---------- Input for this task
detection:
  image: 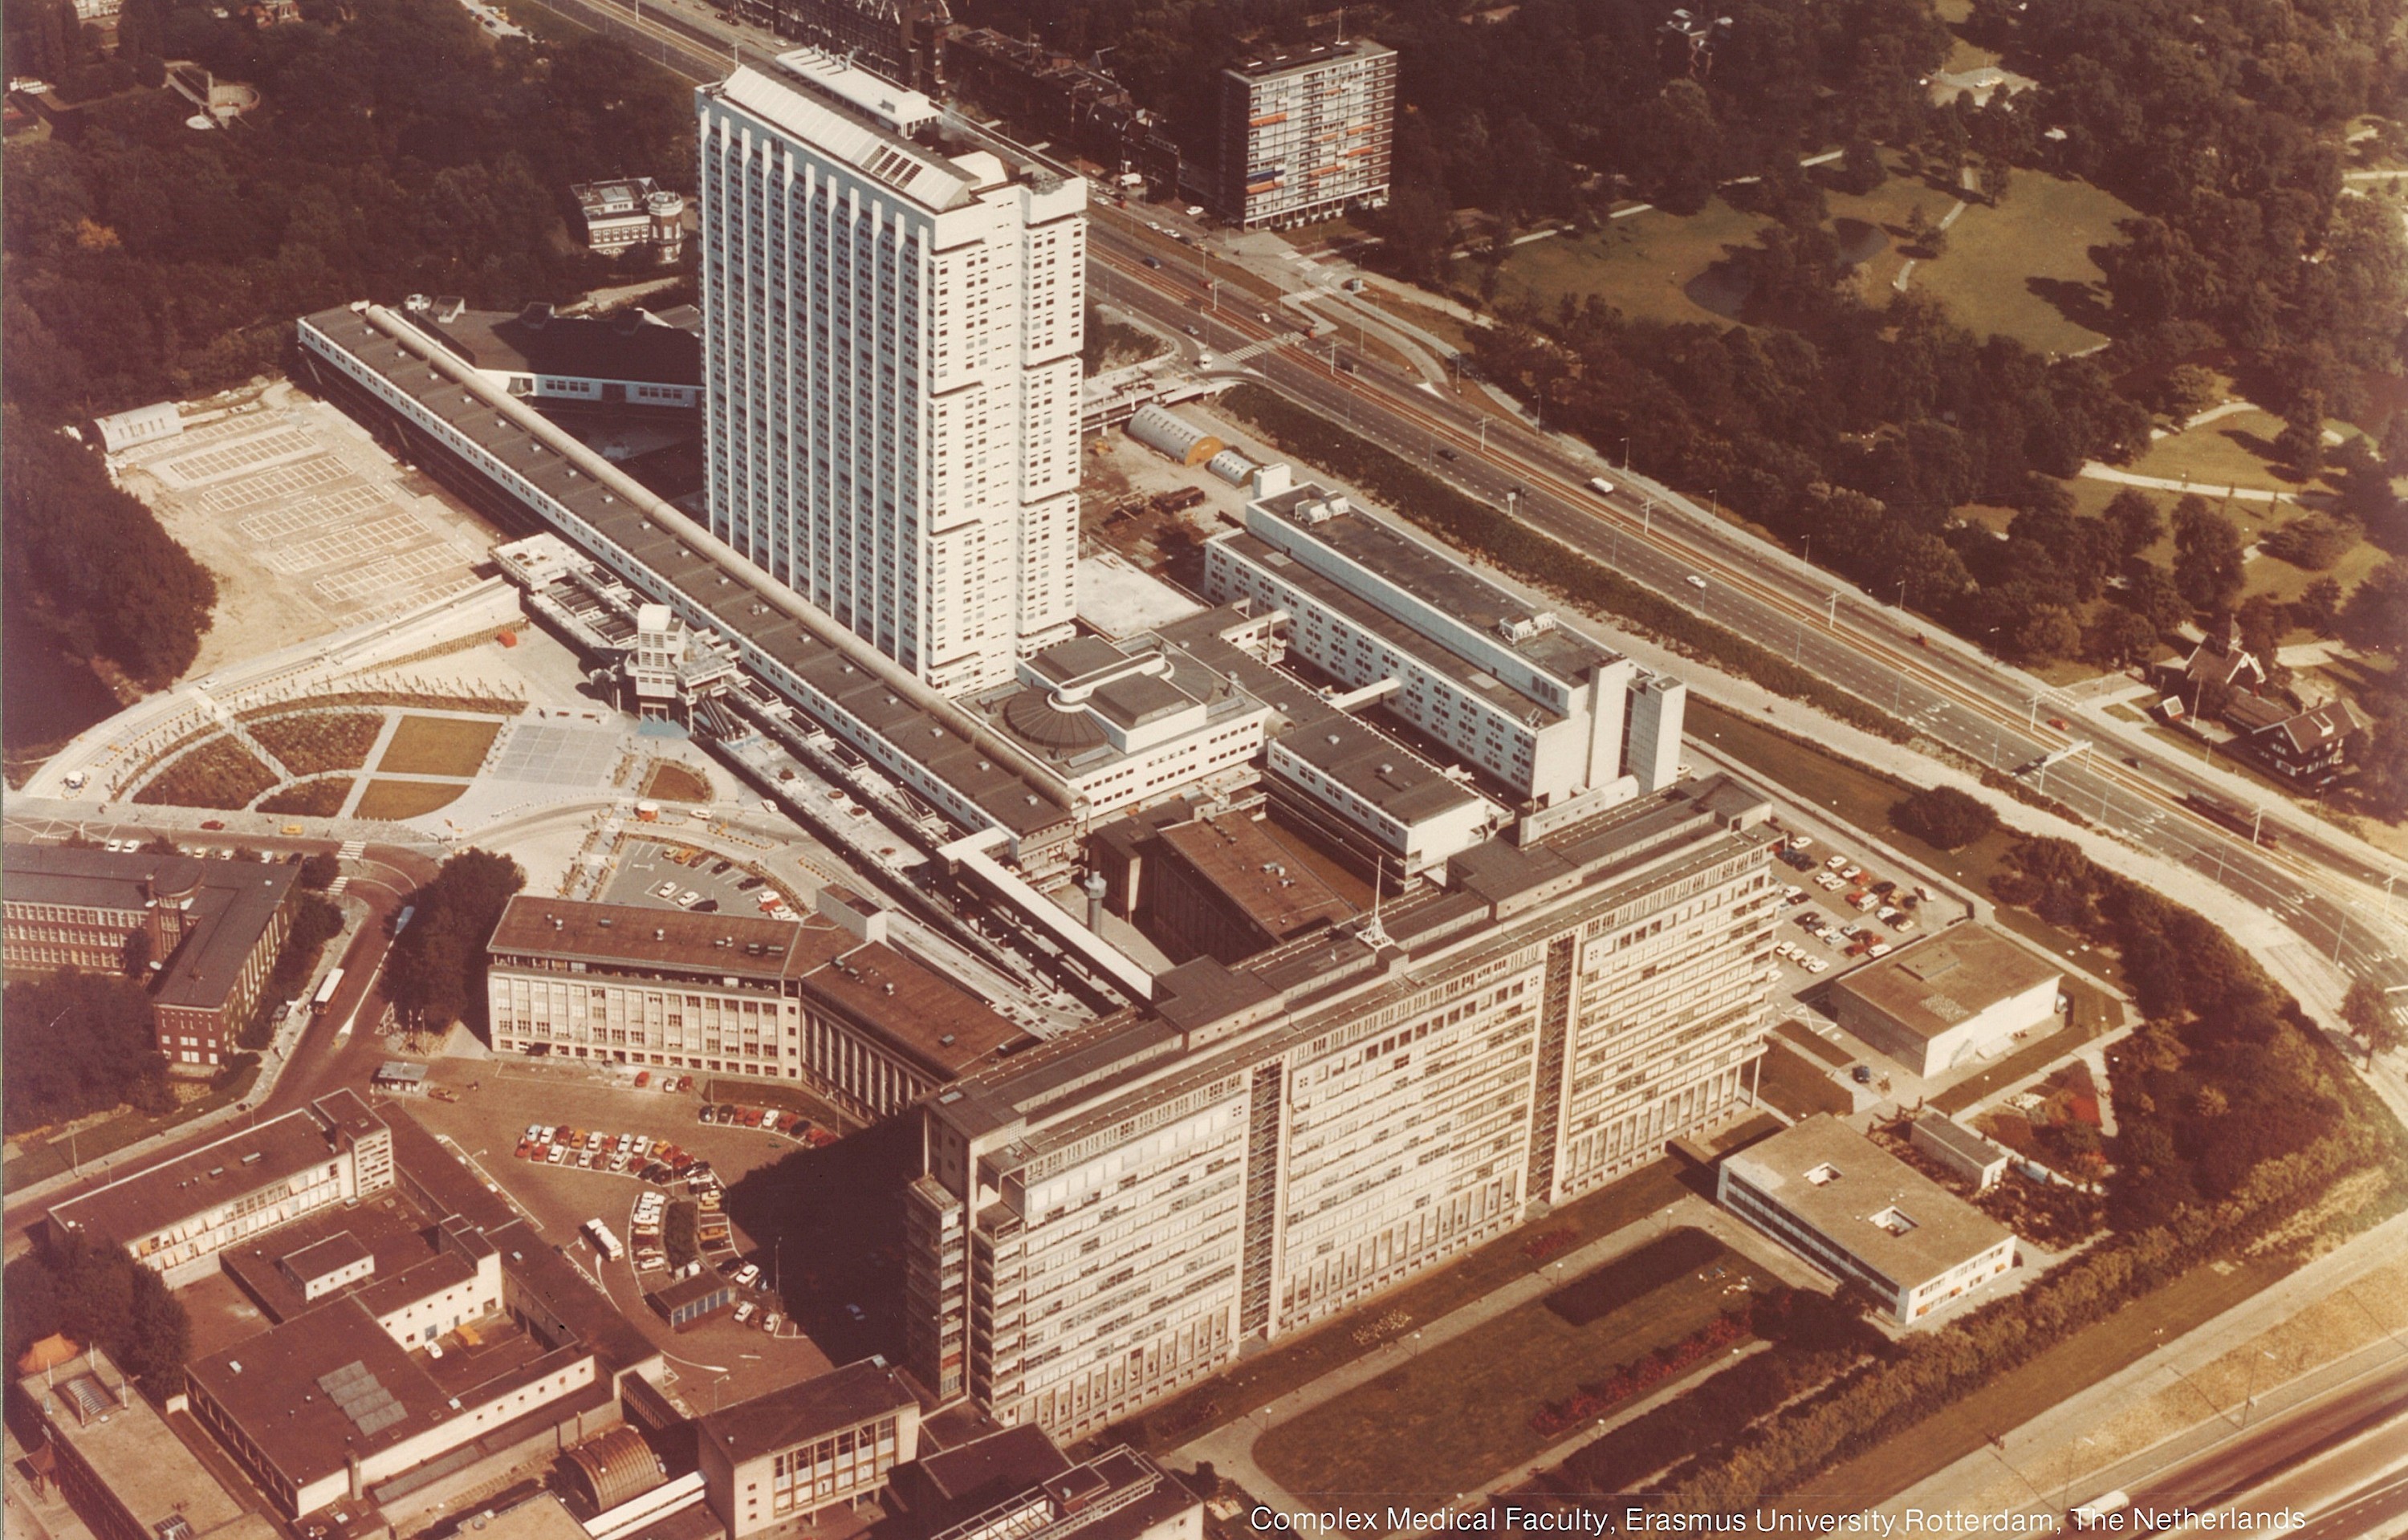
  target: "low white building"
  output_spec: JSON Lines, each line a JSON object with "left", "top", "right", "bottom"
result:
{"left": 1264, "top": 714, "right": 1499, "bottom": 878}
{"left": 1828, "top": 924, "right": 2062, "bottom": 1078}
{"left": 571, "top": 177, "right": 686, "bottom": 262}
{"left": 1719, "top": 1114, "right": 2017, "bottom": 1327}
--------------------
= Task statement =
The response is to contain exactly the lines from the beginning of the data through the line containing "output_spec: JSON Lines, each", both ends included, and nothing else; omit the pictures.

= Completed task =
detection:
  image: 
  target: "low white building"
  output_spec: JSON Lines, each line a JSON object with "left", "top", "right", "bottom"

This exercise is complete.